Contour annotation records
[START]

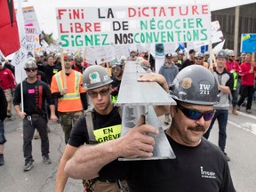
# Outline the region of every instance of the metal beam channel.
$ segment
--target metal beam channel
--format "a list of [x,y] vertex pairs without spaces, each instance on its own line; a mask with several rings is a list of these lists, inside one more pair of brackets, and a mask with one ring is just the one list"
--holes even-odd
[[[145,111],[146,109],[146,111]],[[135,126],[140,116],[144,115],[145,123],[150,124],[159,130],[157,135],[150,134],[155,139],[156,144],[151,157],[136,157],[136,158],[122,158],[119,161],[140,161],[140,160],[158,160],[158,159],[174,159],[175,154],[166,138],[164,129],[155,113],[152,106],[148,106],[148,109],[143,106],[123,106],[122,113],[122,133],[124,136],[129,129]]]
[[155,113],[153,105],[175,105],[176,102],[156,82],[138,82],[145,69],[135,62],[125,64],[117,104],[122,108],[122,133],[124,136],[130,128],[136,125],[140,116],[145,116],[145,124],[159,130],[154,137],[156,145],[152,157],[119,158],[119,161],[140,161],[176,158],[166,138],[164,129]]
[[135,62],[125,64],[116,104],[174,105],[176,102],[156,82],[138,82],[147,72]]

[END]
[START]

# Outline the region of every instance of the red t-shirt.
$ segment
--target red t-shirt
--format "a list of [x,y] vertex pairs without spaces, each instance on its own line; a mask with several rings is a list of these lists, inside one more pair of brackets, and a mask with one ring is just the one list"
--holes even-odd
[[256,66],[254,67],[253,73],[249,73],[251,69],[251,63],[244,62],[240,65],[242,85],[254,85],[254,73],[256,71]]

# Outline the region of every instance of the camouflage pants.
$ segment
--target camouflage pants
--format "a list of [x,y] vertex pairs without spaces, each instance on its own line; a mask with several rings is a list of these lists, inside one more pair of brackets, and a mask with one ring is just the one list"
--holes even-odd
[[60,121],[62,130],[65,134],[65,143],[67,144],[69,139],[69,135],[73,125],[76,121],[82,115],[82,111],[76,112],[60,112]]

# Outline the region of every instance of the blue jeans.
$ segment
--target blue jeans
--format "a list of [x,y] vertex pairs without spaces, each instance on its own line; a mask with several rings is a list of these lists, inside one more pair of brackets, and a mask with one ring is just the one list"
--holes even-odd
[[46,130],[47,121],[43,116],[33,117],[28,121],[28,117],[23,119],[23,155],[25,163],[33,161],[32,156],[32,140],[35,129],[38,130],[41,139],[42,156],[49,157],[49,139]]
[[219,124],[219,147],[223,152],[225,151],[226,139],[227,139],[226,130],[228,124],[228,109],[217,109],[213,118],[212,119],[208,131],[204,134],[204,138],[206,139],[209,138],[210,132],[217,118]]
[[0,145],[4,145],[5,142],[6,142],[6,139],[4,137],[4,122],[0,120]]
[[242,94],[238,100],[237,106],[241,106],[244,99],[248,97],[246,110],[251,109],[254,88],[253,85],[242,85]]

[END]

Problem to solve:
Count the lines in the listing above that contain the string "target", and give only the number.

Task output:
4